▸ Task input:

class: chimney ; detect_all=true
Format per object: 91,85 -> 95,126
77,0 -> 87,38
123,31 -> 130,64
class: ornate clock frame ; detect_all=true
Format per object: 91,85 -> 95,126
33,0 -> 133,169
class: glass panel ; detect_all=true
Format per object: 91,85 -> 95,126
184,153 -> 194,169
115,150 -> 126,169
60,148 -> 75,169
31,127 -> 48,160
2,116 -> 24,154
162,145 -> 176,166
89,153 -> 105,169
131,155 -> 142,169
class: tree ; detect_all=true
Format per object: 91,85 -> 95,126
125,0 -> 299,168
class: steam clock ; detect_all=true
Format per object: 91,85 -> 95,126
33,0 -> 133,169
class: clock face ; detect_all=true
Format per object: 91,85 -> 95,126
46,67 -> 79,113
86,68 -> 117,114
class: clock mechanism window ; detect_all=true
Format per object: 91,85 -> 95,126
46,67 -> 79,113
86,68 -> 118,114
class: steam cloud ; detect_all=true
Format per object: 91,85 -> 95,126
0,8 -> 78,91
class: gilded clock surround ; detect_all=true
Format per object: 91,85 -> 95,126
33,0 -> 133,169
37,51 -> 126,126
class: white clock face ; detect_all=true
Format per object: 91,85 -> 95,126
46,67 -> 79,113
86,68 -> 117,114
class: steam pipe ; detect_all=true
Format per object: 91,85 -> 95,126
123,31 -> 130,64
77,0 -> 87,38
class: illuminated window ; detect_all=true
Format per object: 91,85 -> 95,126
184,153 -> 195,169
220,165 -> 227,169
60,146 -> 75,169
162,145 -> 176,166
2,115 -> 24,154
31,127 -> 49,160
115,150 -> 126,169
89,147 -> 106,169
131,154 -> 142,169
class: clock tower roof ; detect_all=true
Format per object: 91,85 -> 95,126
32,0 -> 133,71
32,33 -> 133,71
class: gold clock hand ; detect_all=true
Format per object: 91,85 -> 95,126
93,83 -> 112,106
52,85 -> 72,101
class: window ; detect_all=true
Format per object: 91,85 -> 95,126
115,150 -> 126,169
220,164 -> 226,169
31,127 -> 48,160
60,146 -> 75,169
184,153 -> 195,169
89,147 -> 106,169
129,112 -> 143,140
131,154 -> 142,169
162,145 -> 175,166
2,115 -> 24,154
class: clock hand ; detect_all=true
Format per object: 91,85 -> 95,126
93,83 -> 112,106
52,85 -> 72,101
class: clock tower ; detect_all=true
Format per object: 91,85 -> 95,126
* * *
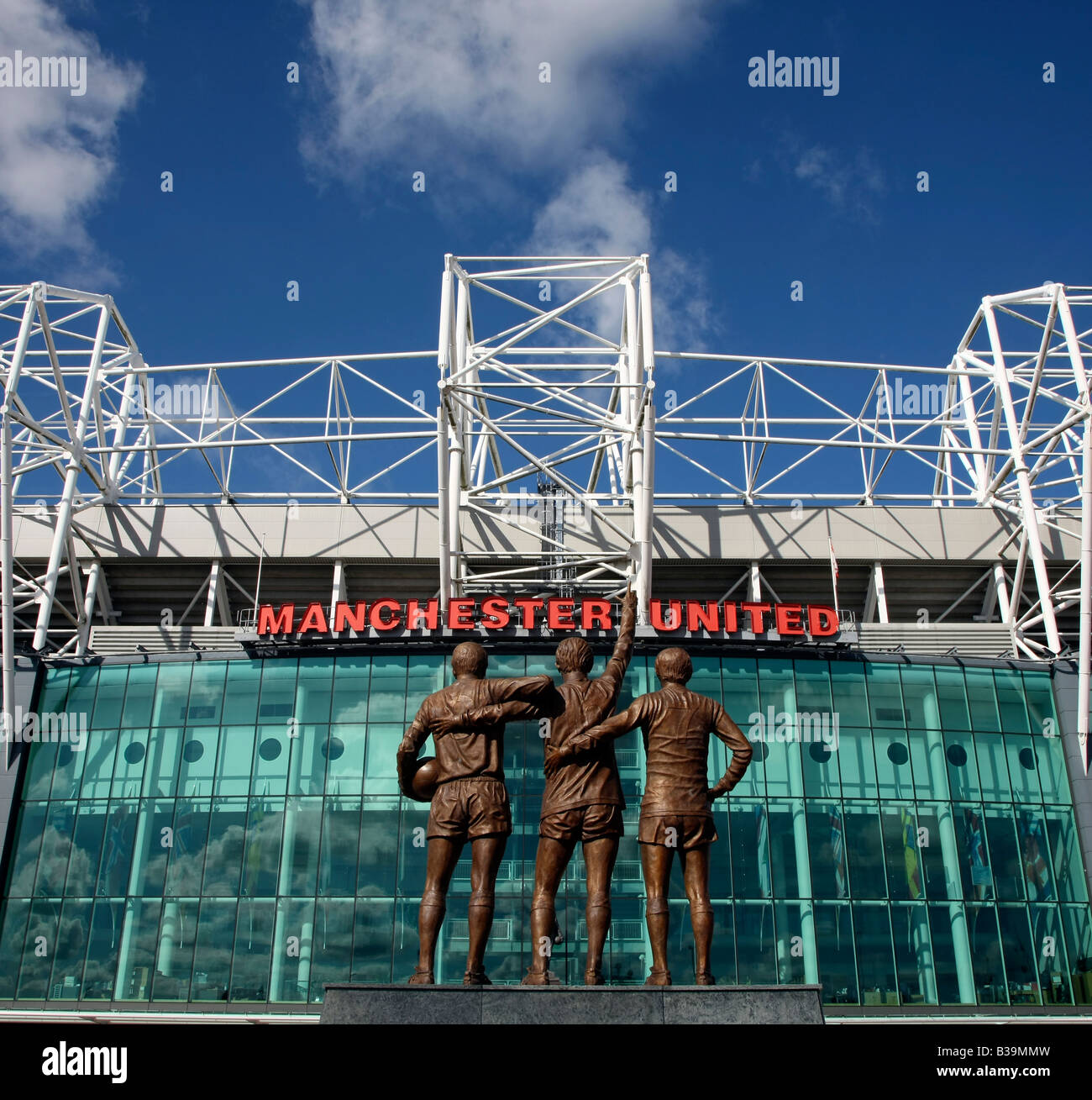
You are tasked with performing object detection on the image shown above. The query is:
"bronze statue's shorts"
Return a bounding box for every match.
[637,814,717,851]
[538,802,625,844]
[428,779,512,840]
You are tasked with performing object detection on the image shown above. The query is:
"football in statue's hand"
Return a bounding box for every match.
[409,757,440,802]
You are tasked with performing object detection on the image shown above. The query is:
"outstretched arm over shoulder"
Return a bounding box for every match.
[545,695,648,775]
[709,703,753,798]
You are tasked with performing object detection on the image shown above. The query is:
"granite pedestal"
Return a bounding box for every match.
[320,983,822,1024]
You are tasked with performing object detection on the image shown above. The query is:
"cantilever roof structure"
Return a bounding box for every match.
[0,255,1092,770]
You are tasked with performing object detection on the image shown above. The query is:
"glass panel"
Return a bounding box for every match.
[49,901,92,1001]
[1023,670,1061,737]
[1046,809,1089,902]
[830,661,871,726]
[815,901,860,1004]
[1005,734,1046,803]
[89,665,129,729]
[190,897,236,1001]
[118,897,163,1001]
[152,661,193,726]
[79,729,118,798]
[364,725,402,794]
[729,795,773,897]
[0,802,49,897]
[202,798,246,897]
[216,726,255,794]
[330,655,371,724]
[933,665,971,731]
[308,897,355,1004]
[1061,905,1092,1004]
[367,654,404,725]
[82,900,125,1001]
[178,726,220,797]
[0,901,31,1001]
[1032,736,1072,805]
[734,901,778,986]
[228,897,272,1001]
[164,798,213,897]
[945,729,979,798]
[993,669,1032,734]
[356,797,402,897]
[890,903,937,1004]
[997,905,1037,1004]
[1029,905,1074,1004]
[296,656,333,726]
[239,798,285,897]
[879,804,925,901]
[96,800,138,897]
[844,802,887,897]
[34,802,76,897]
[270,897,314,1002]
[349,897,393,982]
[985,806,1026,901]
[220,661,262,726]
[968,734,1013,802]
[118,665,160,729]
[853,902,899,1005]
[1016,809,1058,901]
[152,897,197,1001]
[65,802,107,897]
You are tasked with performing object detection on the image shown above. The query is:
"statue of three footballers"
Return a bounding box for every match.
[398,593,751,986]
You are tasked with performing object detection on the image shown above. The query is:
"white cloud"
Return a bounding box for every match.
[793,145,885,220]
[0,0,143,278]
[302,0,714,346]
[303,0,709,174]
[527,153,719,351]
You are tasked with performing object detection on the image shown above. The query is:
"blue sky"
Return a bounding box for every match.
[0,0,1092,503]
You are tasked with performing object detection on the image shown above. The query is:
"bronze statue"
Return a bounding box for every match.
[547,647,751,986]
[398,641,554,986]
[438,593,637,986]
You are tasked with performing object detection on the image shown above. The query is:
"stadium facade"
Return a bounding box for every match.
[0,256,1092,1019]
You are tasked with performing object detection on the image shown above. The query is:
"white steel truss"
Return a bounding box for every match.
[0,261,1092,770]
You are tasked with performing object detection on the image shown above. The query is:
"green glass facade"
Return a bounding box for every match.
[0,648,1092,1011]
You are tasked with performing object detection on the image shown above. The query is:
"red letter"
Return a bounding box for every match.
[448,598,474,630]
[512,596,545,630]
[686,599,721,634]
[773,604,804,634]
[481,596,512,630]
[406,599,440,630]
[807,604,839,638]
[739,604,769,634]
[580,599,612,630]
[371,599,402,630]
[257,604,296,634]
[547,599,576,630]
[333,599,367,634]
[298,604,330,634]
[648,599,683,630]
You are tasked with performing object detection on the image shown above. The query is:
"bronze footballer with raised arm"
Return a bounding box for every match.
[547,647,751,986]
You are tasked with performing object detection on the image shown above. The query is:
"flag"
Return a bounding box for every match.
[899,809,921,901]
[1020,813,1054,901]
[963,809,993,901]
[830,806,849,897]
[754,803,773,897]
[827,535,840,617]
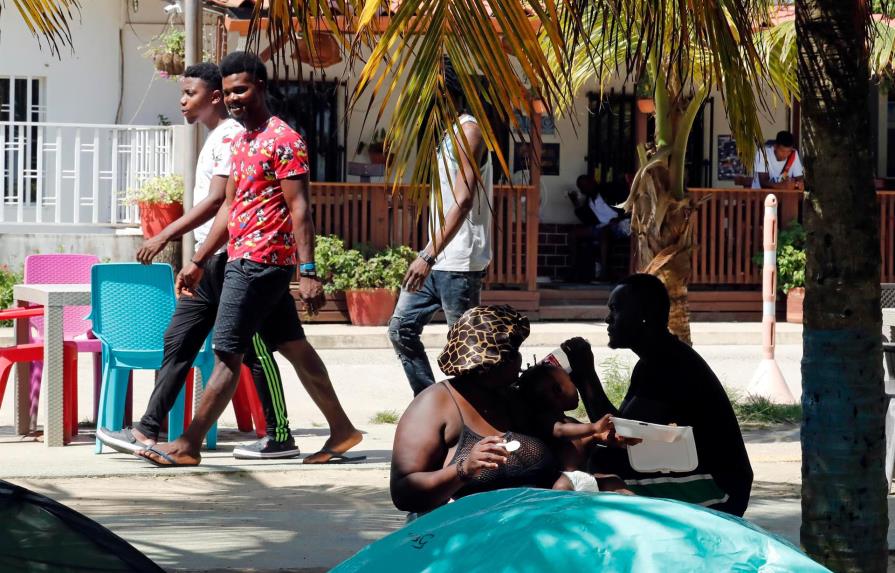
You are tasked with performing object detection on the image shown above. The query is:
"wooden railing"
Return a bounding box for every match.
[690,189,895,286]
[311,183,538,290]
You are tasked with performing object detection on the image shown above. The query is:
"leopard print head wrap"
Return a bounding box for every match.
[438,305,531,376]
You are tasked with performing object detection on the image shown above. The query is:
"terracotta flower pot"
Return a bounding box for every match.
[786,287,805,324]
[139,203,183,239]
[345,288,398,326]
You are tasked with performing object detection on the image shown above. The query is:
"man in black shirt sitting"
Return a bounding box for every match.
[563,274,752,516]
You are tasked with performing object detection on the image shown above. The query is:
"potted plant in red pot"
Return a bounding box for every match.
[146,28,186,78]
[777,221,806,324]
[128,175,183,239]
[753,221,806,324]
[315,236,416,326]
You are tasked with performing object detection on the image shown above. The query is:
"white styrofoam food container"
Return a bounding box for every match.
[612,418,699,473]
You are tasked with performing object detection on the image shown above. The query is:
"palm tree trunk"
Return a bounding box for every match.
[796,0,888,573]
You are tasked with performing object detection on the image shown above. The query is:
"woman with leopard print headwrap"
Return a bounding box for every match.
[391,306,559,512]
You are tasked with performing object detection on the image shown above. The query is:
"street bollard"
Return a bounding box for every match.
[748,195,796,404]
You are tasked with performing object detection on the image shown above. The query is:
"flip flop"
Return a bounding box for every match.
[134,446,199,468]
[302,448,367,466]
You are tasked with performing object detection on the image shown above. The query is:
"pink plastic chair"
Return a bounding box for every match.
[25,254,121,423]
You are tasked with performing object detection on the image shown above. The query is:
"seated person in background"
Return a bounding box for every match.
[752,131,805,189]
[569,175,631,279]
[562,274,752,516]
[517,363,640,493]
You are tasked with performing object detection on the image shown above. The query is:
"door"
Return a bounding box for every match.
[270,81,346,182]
--
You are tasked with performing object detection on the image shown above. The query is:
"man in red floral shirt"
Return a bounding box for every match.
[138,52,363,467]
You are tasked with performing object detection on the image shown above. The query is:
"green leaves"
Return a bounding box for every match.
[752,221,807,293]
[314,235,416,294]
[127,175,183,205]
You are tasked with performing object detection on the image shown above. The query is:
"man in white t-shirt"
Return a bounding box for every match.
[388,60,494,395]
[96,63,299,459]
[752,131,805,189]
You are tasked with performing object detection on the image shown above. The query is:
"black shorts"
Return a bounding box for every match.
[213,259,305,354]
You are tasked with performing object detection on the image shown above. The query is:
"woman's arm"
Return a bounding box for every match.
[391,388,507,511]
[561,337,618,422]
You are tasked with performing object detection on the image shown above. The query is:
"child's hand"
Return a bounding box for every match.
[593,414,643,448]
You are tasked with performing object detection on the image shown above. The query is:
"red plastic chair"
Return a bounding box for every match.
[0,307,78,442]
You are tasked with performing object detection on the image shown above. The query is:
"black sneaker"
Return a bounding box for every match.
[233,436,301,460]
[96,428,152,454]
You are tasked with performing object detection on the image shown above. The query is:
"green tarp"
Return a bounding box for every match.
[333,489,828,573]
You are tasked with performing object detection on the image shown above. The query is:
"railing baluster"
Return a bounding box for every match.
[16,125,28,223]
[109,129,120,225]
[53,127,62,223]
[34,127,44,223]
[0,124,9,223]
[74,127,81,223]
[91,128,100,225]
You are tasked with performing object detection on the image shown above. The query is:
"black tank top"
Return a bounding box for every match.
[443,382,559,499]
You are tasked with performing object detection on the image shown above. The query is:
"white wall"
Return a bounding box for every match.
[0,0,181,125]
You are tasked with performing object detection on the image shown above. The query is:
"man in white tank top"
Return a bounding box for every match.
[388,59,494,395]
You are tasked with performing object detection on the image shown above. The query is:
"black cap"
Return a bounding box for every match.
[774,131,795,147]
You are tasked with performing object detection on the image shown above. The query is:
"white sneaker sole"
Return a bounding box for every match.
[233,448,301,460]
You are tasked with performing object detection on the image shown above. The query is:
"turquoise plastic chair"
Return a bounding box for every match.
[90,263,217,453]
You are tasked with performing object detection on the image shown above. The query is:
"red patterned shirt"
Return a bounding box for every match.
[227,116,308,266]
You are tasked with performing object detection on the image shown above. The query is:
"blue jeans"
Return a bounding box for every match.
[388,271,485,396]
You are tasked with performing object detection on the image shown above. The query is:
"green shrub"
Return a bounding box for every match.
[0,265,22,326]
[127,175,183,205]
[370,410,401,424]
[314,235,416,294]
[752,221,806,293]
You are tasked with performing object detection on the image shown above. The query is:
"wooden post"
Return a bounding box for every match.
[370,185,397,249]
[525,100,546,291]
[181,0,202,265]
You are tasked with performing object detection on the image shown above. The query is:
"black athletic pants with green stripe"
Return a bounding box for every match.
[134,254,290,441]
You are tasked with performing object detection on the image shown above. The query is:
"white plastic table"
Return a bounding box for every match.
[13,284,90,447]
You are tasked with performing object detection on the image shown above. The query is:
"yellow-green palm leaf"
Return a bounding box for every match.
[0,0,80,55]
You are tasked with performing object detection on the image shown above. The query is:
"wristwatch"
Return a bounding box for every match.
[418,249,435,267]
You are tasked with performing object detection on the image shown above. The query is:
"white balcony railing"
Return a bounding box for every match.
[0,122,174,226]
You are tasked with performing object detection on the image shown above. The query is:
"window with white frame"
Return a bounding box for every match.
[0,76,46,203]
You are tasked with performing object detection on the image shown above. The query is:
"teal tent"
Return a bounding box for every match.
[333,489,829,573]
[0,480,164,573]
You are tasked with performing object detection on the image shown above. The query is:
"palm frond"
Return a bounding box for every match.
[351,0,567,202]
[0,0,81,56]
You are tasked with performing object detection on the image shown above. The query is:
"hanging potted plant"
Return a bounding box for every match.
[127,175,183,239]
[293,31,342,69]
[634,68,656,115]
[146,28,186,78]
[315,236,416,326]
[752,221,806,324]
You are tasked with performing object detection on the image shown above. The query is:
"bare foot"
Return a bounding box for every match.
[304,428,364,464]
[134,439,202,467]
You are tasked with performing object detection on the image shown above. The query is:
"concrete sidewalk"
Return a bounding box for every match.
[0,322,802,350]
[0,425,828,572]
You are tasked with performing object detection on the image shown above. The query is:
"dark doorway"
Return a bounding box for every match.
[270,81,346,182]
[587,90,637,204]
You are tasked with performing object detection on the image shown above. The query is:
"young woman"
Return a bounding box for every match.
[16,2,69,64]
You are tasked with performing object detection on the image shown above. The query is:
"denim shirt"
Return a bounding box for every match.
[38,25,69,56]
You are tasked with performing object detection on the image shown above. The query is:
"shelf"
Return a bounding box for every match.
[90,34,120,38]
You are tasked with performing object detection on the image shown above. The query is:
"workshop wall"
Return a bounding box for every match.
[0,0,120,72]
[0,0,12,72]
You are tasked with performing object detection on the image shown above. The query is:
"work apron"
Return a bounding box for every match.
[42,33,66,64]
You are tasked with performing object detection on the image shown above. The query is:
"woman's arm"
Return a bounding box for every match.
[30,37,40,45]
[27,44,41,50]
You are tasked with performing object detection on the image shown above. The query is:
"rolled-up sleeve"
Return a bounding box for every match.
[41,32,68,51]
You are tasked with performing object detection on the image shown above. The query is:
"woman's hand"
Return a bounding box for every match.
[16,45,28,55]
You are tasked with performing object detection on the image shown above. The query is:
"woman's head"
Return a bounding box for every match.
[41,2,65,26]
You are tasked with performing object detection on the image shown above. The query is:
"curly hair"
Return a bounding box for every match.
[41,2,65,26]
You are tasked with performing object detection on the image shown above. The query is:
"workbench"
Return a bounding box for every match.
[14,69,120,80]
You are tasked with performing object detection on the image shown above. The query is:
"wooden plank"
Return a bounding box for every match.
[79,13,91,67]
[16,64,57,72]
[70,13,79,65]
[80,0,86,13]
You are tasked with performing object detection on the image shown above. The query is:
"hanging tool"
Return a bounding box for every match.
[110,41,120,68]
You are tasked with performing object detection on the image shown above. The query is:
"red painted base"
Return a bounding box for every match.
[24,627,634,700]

▸ Task to carry out:
Copy out, unchanged, the records between the line holding "class: chimney ; detect_all=true" and the line holding "131,155 -> 142,169", inclusive.

▸ Answer to this task:
class: chimney ; detect_all=true
Format per object: 91,85 -> 95,126
77,0 -> 87,38
123,31 -> 130,64
class: ornate clock frame ; detect_all=true
Format per object: 91,85 -> 95,126
33,0 -> 133,169
class: glass panel ; detect_all=true
Format per object: 91,85 -> 95,126
184,153 -> 194,169
115,150 -> 126,169
60,148 -> 75,169
31,127 -> 48,160
2,116 -> 24,154
162,145 -> 176,166
89,153 -> 105,169
131,155 -> 142,169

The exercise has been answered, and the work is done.